§ **AIM OF THE TASK**
From the passage on hospital leadership routines, reproduce word for word the section starting at "Contrast this with" and ending at "not a priority.".

A conversion with a the director of a level 1 trauma center revealed a simple, but important routine. The current CEO of the hospital regularly rounds to each department, including the trauma center 2-3 times a week. In doing so, he learns the names of physicians and nurses. He learns their concerns, what they like about the job and what frustrates them. He invites 2-way communication and dialog. He learns in real time any potential labor challenges that might be on the horizon. Consequently, trust and respect for the administration is high. Senior leaders, following the lead of the CEO do the same. A culture of mutual respect and trust grows.

Contrast this with executive leaders who lead from the sanctum of their office. Out side of direct reports, there is no relationship. For this type of leader, trust and respect of the workforce is probably not a priority.

Processes and routines are also the bank of organizational knowledge, skills, and experience. They serve as organizational memory. Procedures are changed and turned into new routines and processes because experience and data says there is a better way. Innovation occurs when existing processes are modified, reorganized, and streamlined. For the leadership system, processes and routines need the same kind of continual evaluation as an intricate surgical procedure. Annual strategic planning needs continual review and the process itself to make it more effective. Communication between senior leaders and front line staff always needs improvement. Routines that encourage and build 2-way communication yields enormous value.

The challenge is that only when we understand leadership as a system, will we understand how to improve the system. By understanding leadership as a system, leaders can be trained to its requirements.

Dataset entries:
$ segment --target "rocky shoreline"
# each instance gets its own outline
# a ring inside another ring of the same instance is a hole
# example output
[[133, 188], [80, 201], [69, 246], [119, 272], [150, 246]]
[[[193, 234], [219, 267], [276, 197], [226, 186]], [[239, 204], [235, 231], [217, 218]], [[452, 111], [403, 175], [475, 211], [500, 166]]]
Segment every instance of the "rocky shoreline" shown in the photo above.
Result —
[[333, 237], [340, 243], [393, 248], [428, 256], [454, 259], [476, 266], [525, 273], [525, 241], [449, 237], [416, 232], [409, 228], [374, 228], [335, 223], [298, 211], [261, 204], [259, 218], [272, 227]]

§ **SOLUTION TO THIS EXERCISE**
Contrast this with executive leaders who lead from the sanctum of their office. Out side of direct reports, there is no relationship. For this type of leader, trust and respect of the workforce is probably not a priority.